▸ **Coordinate labeling data**:
=-=-=

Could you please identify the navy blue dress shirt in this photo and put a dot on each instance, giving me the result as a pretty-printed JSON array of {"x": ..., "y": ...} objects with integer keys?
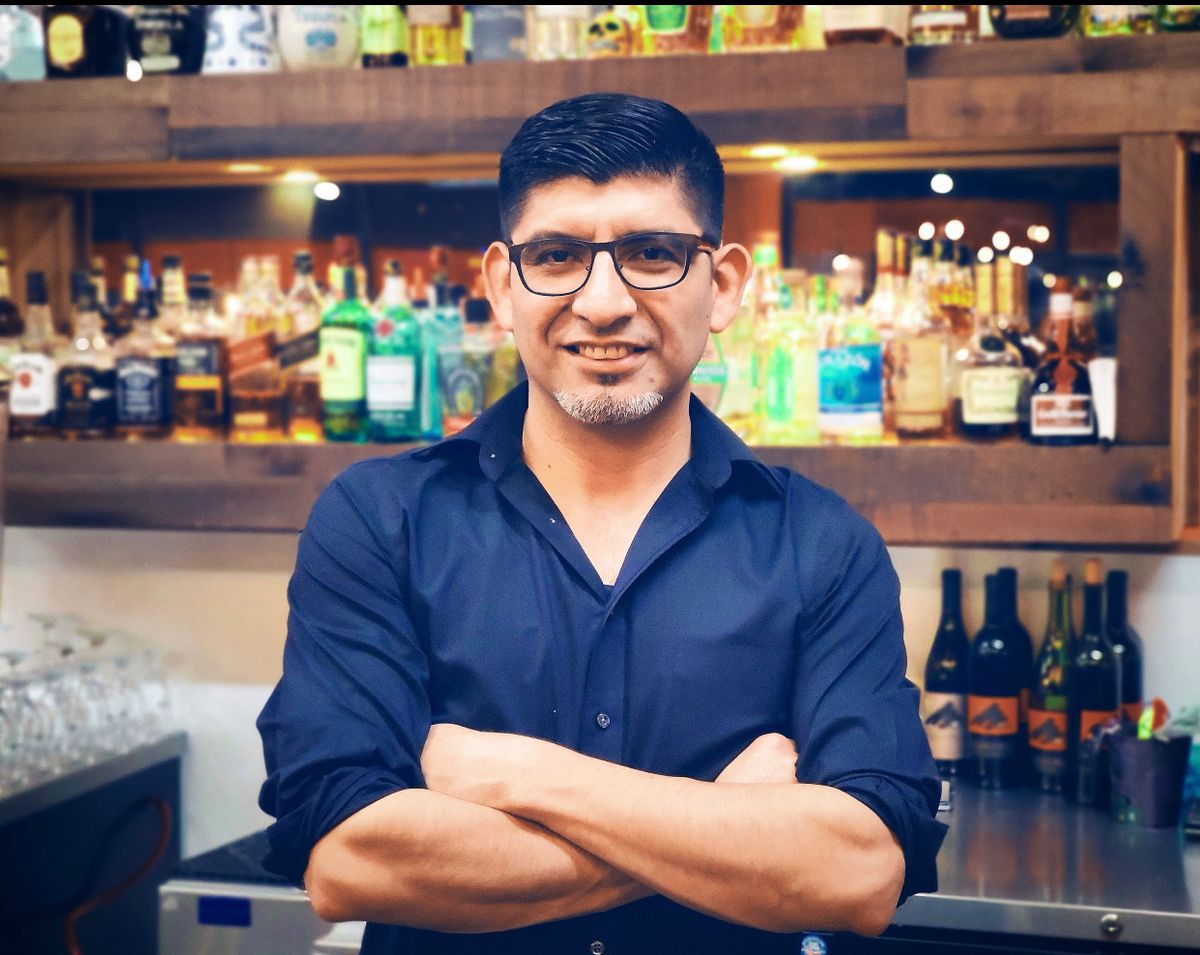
[{"x": 444, "y": 586}]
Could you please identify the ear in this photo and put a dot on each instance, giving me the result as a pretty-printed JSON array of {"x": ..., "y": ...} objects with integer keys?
[
  {"x": 497, "y": 271},
  {"x": 732, "y": 266}
]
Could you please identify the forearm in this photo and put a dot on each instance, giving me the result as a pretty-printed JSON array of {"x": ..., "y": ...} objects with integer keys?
[
  {"x": 778, "y": 857},
  {"x": 430, "y": 860}
]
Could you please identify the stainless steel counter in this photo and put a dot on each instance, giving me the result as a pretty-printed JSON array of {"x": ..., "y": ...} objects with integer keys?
[{"x": 1023, "y": 863}]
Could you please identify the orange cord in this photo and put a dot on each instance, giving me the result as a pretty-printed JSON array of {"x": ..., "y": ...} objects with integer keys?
[{"x": 108, "y": 895}]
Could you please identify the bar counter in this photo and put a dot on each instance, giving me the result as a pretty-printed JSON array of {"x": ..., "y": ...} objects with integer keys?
[{"x": 1026, "y": 864}]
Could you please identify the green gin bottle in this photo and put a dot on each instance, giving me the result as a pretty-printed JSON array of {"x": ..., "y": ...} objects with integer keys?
[{"x": 345, "y": 331}]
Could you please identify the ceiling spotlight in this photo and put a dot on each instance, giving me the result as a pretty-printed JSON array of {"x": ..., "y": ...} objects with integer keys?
[{"x": 327, "y": 191}]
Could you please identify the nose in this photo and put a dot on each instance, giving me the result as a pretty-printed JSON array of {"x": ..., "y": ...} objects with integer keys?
[{"x": 605, "y": 299}]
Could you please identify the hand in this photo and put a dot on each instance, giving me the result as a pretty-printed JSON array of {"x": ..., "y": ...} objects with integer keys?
[
  {"x": 471, "y": 764},
  {"x": 769, "y": 758}
]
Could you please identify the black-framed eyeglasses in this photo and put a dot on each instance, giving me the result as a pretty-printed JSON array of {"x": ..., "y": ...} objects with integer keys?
[{"x": 648, "y": 260}]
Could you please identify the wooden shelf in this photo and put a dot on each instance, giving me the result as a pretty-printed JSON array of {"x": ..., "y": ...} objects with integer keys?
[{"x": 922, "y": 493}]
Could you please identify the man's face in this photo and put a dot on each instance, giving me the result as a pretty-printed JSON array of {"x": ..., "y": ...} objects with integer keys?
[{"x": 610, "y": 353}]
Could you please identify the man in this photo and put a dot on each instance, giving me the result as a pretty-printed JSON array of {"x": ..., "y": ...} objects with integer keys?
[{"x": 588, "y": 677}]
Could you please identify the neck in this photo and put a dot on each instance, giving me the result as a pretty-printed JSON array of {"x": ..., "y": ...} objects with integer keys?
[{"x": 605, "y": 462}]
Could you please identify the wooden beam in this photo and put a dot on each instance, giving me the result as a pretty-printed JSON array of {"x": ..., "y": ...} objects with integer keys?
[{"x": 1152, "y": 330}]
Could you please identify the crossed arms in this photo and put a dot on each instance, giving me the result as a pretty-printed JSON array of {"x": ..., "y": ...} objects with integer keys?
[{"x": 514, "y": 830}]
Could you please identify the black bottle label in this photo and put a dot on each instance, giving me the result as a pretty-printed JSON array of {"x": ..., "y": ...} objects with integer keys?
[
  {"x": 85, "y": 398},
  {"x": 142, "y": 390}
]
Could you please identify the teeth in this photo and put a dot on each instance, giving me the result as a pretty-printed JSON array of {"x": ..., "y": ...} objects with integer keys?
[{"x": 604, "y": 353}]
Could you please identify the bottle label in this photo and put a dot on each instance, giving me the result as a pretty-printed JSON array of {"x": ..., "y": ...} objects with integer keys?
[
  {"x": 851, "y": 379},
  {"x": 1061, "y": 415},
  {"x": 141, "y": 391},
  {"x": 342, "y": 365},
  {"x": 1091, "y": 720},
  {"x": 990, "y": 395},
  {"x": 994, "y": 715},
  {"x": 1048, "y": 730},
  {"x": 64, "y": 41},
  {"x": 945, "y": 724},
  {"x": 34, "y": 390},
  {"x": 391, "y": 383}
]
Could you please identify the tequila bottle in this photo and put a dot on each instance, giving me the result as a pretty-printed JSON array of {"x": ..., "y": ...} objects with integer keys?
[
  {"x": 394, "y": 365},
  {"x": 202, "y": 367},
  {"x": 345, "y": 330},
  {"x": 85, "y": 379},
  {"x": 34, "y": 400},
  {"x": 145, "y": 370}
]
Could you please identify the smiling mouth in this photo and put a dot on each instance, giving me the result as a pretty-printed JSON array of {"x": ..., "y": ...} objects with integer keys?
[{"x": 604, "y": 352}]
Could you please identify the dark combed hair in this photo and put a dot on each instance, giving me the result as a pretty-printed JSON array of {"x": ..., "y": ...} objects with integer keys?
[{"x": 603, "y": 136}]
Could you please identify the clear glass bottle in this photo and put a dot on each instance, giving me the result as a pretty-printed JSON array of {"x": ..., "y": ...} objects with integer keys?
[
  {"x": 22, "y": 44},
  {"x": 85, "y": 379},
  {"x": 202, "y": 367},
  {"x": 34, "y": 400},
  {"x": 921, "y": 348},
  {"x": 145, "y": 370},
  {"x": 436, "y": 34},
  {"x": 299, "y": 355}
]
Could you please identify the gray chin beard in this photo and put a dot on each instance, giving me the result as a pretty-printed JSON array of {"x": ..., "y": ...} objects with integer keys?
[{"x": 605, "y": 408}]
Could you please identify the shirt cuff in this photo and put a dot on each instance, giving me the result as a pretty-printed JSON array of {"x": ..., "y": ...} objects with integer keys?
[
  {"x": 339, "y": 797},
  {"x": 912, "y": 822}
]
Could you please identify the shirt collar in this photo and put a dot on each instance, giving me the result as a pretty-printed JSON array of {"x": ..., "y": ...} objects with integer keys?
[{"x": 717, "y": 452}]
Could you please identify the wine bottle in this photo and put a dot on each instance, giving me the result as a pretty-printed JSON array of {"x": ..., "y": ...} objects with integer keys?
[
  {"x": 1048, "y": 698},
  {"x": 946, "y": 682},
  {"x": 994, "y": 698},
  {"x": 1092, "y": 694},
  {"x": 1126, "y": 643}
]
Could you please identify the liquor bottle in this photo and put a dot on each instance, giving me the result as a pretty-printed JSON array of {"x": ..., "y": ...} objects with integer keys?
[
  {"x": 120, "y": 318},
  {"x": 879, "y": 23},
  {"x": 436, "y": 34},
  {"x": 1126, "y": 643},
  {"x": 1119, "y": 20},
  {"x": 85, "y": 40},
  {"x": 1029, "y": 20},
  {"x": 23, "y": 48},
  {"x": 34, "y": 400},
  {"x": 384, "y": 36},
  {"x": 345, "y": 331},
  {"x": 1179, "y": 17},
  {"x": 497, "y": 32},
  {"x": 168, "y": 38},
  {"x": 299, "y": 355},
  {"x": 1023, "y": 649},
  {"x": 12, "y": 325},
  {"x": 241, "y": 40},
  {"x": 1092, "y": 691},
  {"x": 945, "y": 698},
  {"x": 1048, "y": 698},
  {"x": 317, "y": 36},
  {"x": 202, "y": 366},
  {"x": 1061, "y": 394},
  {"x": 145, "y": 370},
  {"x": 993, "y": 373},
  {"x": 937, "y": 24},
  {"x": 85, "y": 379},
  {"x": 994, "y": 696},
  {"x": 394, "y": 365}
]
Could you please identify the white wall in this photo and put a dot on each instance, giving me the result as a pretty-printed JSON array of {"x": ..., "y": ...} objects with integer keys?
[{"x": 216, "y": 602}]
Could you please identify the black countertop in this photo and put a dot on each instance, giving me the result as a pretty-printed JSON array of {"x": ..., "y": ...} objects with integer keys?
[{"x": 1023, "y": 863}]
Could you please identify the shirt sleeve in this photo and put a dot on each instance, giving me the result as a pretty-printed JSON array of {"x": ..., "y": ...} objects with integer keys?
[
  {"x": 855, "y": 714},
  {"x": 348, "y": 719}
]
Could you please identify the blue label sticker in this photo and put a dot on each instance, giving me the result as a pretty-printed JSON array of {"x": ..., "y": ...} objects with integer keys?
[{"x": 223, "y": 910}]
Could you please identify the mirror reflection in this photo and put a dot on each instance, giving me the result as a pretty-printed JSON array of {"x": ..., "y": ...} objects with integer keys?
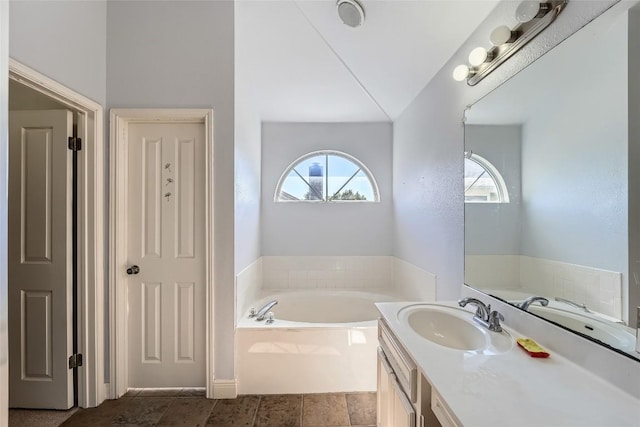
[{"x": 546, "y": 190}]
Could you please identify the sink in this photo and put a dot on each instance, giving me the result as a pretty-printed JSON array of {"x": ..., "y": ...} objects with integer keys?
[
  {"x": 446, "y": 329},
  {"x": 454, "y": 328}
]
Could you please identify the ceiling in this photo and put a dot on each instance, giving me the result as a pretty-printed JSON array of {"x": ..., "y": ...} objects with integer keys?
[{"x": 296, "y": 61}]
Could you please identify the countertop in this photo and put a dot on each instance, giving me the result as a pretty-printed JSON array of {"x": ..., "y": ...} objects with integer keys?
[{"x": 512, "y": 388}]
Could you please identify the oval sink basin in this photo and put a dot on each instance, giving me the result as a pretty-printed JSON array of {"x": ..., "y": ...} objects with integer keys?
[
  {"x": 447, "y": 330},
  {"x": 454, "y": 328}
]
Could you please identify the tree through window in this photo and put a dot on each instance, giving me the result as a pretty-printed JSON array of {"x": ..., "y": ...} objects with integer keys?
[
  {"x": 482, "y": 181},
  {"x": 327, "y": 176}
]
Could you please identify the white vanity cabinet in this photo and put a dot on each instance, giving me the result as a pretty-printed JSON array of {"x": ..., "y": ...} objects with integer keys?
[{"x": 404, "y": 396}]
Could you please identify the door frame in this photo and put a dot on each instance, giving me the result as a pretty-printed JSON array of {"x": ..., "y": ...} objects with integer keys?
[
  {"x": 120, "y": 119},
  {"x": 92, "y": 389}
]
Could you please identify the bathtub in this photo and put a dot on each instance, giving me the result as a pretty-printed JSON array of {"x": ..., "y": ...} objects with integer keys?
[{"x": 320, "y": 342}]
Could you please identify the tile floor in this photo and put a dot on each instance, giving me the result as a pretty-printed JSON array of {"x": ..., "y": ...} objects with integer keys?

=-=-=

▸ **What is being asked**: Update the data from the line containing "Could you please identify the bathtub" through the end, replacing "dot" with "marker" and keeping everything else the same. Give back only those lines.

▸ **Expected answer**:
Could you please identify the bathtub in this photo and put a marker on each instance, giving me the result as a pretty-printed JSON array of {"x": ..., "y": ...} objects with integer keys?
[{"x": 320, "y": 342}]
Could you please identify the tile floor in this photo and put a marker on each instance, giving me the result as a pretty-printed JSON array of {"x": ..., "y": ...} objects with integer keys?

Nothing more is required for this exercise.